Rewrite the rows starting at the line that has "rough mask: <svg" and continuing through the last row, changing "rough" to "coarse" and leaving everything else intact.

BEGIN Supplied records

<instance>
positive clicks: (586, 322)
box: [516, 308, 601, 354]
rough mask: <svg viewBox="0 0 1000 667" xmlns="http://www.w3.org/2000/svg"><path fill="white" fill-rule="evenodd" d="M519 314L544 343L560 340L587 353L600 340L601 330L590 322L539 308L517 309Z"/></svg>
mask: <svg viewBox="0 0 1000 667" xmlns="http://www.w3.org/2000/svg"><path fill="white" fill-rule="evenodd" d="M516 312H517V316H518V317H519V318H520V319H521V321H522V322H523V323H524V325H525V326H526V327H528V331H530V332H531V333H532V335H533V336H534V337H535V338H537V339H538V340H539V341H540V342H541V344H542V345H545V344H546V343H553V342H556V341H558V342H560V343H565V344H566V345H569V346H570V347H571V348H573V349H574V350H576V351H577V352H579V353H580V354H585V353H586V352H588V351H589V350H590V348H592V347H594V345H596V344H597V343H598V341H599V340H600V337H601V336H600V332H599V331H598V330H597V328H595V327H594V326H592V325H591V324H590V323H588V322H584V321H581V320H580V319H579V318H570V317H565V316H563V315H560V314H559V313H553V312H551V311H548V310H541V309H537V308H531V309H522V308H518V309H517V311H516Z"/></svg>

END Supplied records

• _Answer for this exercise_:
coarse mask: <svg viewBox="0 0 1000 667" xmlns="http://www.w3.org/2000/svg"><path fill="white" fill-rule="evenodd" d="M519 314L544 343L560 340L587 353L600 340L601 330L590 322L539 308L517 309Z"/></svg>
mask: <svg viewBox="0 0 1000 667" xmlns="http://www.w3.org/2000/svg"><path fill="white" fill-rule="evenodd" d="M516 312H517V316H518V317H519V318H520V319H521V321H522V322H523V323H524V325H525V326H526V327H528V331H530V332H531V333H532V335H533V336H534V337H535V338H537V339H538V340H539V341H540V342H541V344H542V345H545V344H546V343H553V342H556V341H558V342H560V343H565V344H566V345H569V346H570V347H571V348H573V349H574V350H576V351H577V352H579V353H580V354H585V353H586V352H588V351H589V350H590V348H592V347H594V345H596V344H597V343H598V341H599V340H600V337H601V336H600V332H599V331H598V330H597V328H595V327H594V326H592V325H591V324H590V323H588V322H584V321H581V320H580V319H579V318H570V317H565V316H563V315H560V314H559V313H553V312H551V311H548V310H541V309H537V308H531V309H522V308H518V309H517V311H516Z"/></svg>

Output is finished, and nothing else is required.